── Materials provided

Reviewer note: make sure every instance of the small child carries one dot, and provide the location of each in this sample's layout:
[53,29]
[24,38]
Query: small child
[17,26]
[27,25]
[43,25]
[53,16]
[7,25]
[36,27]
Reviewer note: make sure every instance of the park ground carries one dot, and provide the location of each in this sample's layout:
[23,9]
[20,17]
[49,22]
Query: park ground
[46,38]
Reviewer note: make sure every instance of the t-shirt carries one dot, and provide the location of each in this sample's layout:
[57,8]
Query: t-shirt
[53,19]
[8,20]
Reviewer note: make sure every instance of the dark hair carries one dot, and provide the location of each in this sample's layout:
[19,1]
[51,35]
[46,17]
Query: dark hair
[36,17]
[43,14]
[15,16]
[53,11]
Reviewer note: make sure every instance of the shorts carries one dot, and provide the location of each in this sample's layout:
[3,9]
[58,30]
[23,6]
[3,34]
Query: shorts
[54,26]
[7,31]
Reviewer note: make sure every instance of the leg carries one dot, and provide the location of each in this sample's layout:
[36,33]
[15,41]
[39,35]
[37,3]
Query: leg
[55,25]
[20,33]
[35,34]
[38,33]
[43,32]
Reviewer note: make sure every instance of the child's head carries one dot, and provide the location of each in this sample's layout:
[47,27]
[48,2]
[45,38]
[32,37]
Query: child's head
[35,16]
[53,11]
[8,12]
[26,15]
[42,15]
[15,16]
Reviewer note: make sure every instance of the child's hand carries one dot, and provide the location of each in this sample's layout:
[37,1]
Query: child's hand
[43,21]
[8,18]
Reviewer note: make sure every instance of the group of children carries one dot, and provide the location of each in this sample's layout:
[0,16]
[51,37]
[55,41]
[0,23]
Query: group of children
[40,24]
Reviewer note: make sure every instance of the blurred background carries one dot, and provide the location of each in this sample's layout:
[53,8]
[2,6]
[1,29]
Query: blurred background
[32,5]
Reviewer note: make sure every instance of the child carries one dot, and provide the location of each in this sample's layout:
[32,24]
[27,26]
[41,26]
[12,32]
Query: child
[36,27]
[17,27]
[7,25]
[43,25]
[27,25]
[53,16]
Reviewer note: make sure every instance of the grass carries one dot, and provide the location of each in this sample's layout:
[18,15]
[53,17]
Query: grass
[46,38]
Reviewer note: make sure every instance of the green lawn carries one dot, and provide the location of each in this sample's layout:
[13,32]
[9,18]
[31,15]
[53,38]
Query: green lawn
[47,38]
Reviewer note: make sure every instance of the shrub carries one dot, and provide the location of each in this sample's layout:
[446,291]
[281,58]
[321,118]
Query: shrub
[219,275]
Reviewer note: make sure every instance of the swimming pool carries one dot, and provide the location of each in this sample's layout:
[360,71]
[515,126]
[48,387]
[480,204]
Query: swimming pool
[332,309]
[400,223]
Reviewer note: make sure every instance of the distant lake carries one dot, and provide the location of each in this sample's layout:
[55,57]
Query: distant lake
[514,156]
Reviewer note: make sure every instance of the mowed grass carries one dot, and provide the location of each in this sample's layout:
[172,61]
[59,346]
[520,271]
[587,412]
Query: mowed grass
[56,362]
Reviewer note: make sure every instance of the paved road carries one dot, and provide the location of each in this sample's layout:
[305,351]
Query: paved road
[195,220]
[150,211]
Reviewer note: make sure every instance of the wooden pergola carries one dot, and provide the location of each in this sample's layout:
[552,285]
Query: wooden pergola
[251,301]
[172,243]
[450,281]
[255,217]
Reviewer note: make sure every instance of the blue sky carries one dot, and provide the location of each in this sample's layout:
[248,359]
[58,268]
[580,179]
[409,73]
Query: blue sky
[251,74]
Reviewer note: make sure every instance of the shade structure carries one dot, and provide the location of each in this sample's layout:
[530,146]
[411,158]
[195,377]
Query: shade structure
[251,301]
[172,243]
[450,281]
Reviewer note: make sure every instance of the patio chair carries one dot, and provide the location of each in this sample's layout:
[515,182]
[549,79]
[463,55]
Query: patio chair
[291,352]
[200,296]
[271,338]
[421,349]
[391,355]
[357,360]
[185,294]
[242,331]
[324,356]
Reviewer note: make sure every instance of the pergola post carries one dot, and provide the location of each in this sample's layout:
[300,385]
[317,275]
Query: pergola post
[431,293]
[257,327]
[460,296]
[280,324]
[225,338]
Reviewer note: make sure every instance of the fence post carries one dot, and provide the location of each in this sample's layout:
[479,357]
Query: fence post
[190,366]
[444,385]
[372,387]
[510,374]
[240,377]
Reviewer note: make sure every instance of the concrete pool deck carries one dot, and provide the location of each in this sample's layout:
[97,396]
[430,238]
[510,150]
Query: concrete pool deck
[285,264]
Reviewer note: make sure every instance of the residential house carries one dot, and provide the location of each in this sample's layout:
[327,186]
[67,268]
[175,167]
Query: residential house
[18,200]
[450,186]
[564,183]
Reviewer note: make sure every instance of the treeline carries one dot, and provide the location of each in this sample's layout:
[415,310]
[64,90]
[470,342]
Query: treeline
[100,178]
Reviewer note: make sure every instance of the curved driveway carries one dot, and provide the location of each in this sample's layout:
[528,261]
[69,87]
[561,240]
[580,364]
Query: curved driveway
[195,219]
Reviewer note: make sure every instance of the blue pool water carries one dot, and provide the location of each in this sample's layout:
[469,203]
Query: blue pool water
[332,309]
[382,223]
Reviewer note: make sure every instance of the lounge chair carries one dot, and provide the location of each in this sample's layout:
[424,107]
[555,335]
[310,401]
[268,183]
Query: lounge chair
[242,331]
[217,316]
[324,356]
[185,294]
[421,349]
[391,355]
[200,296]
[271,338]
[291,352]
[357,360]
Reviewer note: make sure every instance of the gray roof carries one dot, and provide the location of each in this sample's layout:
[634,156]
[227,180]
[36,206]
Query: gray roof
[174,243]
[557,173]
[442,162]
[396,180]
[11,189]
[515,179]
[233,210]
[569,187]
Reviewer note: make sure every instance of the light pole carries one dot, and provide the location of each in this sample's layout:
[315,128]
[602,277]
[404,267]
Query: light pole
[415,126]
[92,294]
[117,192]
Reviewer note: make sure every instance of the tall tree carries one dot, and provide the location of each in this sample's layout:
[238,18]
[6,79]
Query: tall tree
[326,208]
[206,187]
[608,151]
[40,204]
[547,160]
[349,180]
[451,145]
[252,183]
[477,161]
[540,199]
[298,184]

────

Given task >> Copy all of the data. Keep every word exactly as it is.

Solution to this task >>
Reviewer note: make sure every instance of the small child carries one dot, and provide the location of each in this sample's layout:
[53,29]
[24,38]
Query: small child
[17,26]
[27,25]
[43,25]
[53,16]
[7,25]
[36,27]
Reviewer note: make sure every instance of the park ground carries one dot, and provide the location of each in this sample's layout:
[23,9]
[20,17]
[49,22]
Query: park ground
[46,38]
Reviewer note: make sure every instance of the t-shirt carries one dot, and provide the location of each in this sample's layout:
[57,8]
Query: t-shirt
[53,19]
[8,20]
Reviewer note: make sure every instance of the dark hair carries one dot, and provide the location of each in this sample's layout:
[19,1]
[51,35]
[46,17]
Query: dark hair
[36,17]
[43,14]
[15,16]
[53,11]
Reviewer note: make sure every instance of the shorts carries one dot, and provide the location of each in this sample's layout:
[3,9]
[58,30]
[23,6]
[3,34]
Query: shorts
[54,26]
[7,31]
Reviewer note: make sure every instance of the leg carries one dot, and provide the location of each in this sample's layout:
[36,33]
[15,41]
[39,35]
[37,3]
Query: leg
[55,25]
[20,33]
[35,34]
[38,33]
[43,32]
Reviewer note: make sure every instance of the child's head carries one dot, and provide the location of each in this sample's layout:
[47,27]
[48,2]
[45,38]
[32,37]
Query: child's head
[35,16]
[53,11]
[8,12]
[26,15]
[42,15]
[15,16]
Reviewer note: make sure every instance of the child's hand carries one dot, and provide the location of each in this sample's layout:
[37,1]
Query: child's hand
[43,21]
[8,18]
Reviewer note: make sure every instance of the group of children carries one dot, and provide the location of each in this sample's layout:
[0,16]
[51,37]
[55,41]
[0,23]
Query: group of children
[40,24]
Reviewer note: make sure every instance of the blurred background carries one dot, and provide the location of each in this sample's layout:
[53,8]
[2,6]
[1,29]
Query: blurred background
[32,5]
Reviewer note: make sure every instance of the child carries one dot, and provide the location of each in this sample's layout:
[32,24]
[27,26]
[41,26]
[12,32]
Query: child
[36,27]
[17,27]
[7,25]
[43,25]
[27,25]
[53,16]
Reviewer note: make sure every instance of the grass carries one dot, and provide the location of each in this sample's layout:
[18,15]
[53,17]
Query: grass
[46,38]
Reviewer note: make sure every instance of the green lawn carries one dot, and provide the location of each in this sample's layout:
[13,32]
[9,18]
[31,15]
[53,38]
Query: green lawn
[47,38]
Reviewer note: make sure every instance of the shrub carries one dot, and provide the location of each in this sample's layout:
[446,291]
[281,58]
[321,118]
Query: shrub
[219,275]
Reviewer note: make sure every instance of the swimming pool carries one dot, and provide the location of each in this sample's layout:
[360,71]
[515,126]
[48,387]
[480,204]
Query: swimming pool
[332,309]
[400,223]
Reviewer note: make sure every instance of the distant lake carries one dot, and provide the location of each in this sample's layout:
[55,57]
Query: distant lake
[514,156]
Reviewer note: make sure every instance of the mowed grass carries one dot, and provide the location of each in this sample's layout:
[172,61]
[59,346]
[520,271]
[587,412]
Query: mowed grass
[56,362]
Reviewer note: make sure every instance of the paved road carries one dot, and provide the location of each in this sample's layout:
[305,351]
Query: paved road
[195,220]
[150,211]
Reviewer note: make sure every instance of the wooden pergola carries one dot, and provide the location of each in this sample's layout:
[552,285]
Query: wooden pergola
[251,301]
[172,243]
[450,281]
[255,217]
Reviewer note: make sure every instance of the blue sky carries one dot, and provide the location of each in this sample's layout:
[248,359]
[58,268]
[580,179]
[409,73]
Query: blue sky
[251,74]
Reviewer note: make sure every instance of the shade structure carries one dot, and provide the location of each in this sample's layout:
[530,146]
[411,158]
[195,377]
Query: shade structure
[251,301]
[172,243]
[450,281]
Reviewer note: make sure every instance of the patio chair carries one dot, and provide the location of each in this sample's layout:
[515,182]
[549,79]
[463,55]
Query: patio chair
[291,352]
[200,296]
[271,338]
[421,349]
[391,355]
[357,360]
[185,294]
[242,331]
[324,356]
Reviewer note: make sure every instance of the pergola post carries one dot, and provide the location of each in this sample's layout:
[300,385]
[317,275]
Query: pergola post
[431,293]
[257,327]
[460,296]
[280,324]
[225,338]
Reviewer note: make sure every instance of the fence post carries one dot, and provide the location of each in this sample's layout:
[479,357]
Query: fence post
[190,366]
[444,385]
[372,387]
[510,374]
[240,377]
Reviewer note: make sure every instance of the concrete pool deck carries one dot, and provide the location of each in this sample's layout:
[97,396]
[430,238]
[510,150]
Query: concrete pool deck
[285,264]
Reviewer note: make sure every instance of the residential house carries one dot, and provide the location of each in this sample's layout:
[327,186]
[67,268]
[175,167]
Query: residential house
[18,200]
[450,186]
[564,183]
Reviewer note: make sure every instance of the treeline carries one dot, and provide the location of each in this sample's layout:
[415,310]
[64,90]
[470,342]
Query: treeline
[100,178]
Reviewer note: make sure every instance of the curved driveway carries one dot, and provide the location of each in this sample's layout:
[528,261]
[69,87]
[561,240]
[580,364]
Query: curved driveway
[195,219]
Reviewer note: make sure every instance of the blue pool water carries one dot, and provide the location of each in this sample's layout:
[469,203]
Query: blue pool water
[332,309]
[382,223]
Reviewer note: make sure every instance of the lounge chair carries one dot, and provide the location of each in this sample's layout:
[424,107]
[555,335]
[310,401]
[268,183]
Query: lounge chair
[242,331]
[217,316]
[324,356]
[185,294]
[421,349]
[391,355]
[200,296]
[271,338]
[291,352]
[357,360]
Reviewer note: make sure every instance of the gray roof carries one dot, and provide the location of each in this sample's layout:
[634,156]
[227,180]
[36,206]
Query: gray roof
[174,243]
[557,173]
[442,162]
[396,180]
[11,189]
[515,179]
[233,210]
[569,187]
Reviewer note: make sure every instance of the light pole carries one dot, and provide the location of each in this sample's layout:
[315,128]
[602,277]
[404,267]
Query: light pole
[415,126]
[92,294]
[117,192]
Reviewer note: make sure every instance of the tall tree carries one dot, and provide the location of each in this sample's layout:
[238,18]
[6,79]
Query: tall tree
[326,208]
[206,187]
[608,151]
[40,204]
[547,160]
[349,180]
[451,145]
[252,183]
[477,161]
[540,199]
[298,184]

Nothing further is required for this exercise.